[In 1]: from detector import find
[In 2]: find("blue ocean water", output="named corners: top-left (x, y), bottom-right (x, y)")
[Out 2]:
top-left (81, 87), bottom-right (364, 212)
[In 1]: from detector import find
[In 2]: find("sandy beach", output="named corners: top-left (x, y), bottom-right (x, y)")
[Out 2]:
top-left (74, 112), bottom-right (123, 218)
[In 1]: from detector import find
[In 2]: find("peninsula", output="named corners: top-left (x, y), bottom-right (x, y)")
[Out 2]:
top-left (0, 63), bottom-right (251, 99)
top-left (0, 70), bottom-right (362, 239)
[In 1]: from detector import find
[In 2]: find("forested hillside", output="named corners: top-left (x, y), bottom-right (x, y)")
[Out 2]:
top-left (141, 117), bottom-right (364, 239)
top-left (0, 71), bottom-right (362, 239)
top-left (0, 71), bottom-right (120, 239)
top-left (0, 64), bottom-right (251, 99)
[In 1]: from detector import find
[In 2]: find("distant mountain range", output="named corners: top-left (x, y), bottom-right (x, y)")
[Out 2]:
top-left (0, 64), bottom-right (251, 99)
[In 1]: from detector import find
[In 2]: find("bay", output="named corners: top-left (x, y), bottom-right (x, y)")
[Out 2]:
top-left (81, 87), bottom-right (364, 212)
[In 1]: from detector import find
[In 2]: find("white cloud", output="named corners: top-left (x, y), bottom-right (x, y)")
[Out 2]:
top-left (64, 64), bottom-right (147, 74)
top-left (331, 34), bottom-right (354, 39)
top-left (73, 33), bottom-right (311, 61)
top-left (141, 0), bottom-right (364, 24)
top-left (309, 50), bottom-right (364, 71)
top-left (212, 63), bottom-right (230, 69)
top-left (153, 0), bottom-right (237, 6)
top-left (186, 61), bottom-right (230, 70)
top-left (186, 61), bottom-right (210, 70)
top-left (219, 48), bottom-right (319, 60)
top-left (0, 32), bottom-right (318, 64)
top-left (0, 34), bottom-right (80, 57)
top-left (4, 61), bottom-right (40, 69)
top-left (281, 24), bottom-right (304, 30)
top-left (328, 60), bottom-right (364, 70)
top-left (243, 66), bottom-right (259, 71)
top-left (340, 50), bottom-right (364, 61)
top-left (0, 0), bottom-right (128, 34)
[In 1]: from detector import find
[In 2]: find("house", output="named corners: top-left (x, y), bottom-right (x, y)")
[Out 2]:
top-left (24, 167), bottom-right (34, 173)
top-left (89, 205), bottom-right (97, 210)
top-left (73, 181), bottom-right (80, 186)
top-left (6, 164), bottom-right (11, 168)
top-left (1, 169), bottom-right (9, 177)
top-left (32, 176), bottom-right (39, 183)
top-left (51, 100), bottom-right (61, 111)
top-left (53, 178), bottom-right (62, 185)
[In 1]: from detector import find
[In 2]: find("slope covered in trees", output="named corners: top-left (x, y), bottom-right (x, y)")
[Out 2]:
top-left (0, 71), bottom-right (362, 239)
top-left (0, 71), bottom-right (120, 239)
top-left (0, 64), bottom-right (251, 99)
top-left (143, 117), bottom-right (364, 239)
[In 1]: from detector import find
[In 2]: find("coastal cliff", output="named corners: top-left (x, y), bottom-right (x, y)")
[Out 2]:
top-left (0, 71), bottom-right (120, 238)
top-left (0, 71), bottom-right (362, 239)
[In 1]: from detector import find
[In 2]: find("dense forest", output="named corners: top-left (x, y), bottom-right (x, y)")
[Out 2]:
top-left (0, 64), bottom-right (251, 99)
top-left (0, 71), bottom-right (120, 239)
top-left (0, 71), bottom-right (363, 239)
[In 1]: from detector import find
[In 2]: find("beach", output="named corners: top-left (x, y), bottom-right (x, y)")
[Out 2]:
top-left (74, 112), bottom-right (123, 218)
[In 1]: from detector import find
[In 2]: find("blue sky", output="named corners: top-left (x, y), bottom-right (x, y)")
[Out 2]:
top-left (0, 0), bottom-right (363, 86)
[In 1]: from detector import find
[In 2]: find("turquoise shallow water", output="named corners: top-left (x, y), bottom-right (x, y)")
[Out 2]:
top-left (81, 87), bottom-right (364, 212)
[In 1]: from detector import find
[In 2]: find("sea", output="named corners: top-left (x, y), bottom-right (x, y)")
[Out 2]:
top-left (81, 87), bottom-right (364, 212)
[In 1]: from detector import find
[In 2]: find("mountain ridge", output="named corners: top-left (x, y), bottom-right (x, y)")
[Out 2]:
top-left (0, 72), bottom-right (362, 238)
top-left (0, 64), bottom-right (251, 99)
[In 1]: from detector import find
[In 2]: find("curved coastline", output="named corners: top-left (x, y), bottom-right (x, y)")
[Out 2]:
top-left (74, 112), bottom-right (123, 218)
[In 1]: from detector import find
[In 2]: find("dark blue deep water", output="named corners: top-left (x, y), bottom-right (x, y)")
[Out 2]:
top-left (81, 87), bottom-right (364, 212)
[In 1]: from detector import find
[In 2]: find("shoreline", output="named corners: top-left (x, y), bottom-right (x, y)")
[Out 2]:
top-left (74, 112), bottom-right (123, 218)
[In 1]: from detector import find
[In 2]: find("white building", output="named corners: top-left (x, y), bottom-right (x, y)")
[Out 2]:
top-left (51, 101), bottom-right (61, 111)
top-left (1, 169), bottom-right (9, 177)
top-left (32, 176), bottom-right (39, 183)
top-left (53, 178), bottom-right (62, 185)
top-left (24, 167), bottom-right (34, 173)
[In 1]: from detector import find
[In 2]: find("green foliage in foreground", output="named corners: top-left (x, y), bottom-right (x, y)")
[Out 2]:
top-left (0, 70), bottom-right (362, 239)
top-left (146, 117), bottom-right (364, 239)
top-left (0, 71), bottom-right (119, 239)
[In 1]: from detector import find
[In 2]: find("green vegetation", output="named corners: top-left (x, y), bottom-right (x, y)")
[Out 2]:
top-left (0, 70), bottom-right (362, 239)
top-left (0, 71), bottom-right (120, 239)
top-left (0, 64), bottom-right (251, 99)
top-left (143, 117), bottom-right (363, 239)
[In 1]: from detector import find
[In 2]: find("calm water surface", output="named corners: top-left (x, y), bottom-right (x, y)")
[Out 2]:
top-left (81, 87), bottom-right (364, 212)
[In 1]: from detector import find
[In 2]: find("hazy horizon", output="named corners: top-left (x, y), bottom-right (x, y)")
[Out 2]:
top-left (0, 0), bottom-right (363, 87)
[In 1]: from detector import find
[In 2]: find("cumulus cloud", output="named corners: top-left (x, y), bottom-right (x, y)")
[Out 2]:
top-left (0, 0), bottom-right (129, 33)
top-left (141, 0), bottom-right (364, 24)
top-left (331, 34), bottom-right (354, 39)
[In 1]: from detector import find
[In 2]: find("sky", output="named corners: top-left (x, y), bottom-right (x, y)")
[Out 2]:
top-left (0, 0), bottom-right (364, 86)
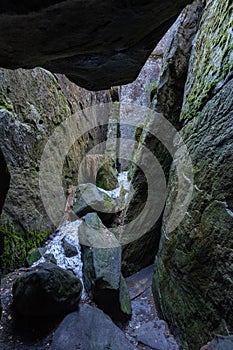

* * * * * * * * *

→ GOAL OF THE EXERCISE:
Look for the word "beach". Copy out every line of the data that has it.

→ RESPONSE TO THIS EXERCISE:
[In 2]: find("sandy beach", output="named corners: top-left (x, y), bottom-right (x, y)")
[In 2]: find("beach", output="named corners: top-left (x, y), bottom-right (x, y)")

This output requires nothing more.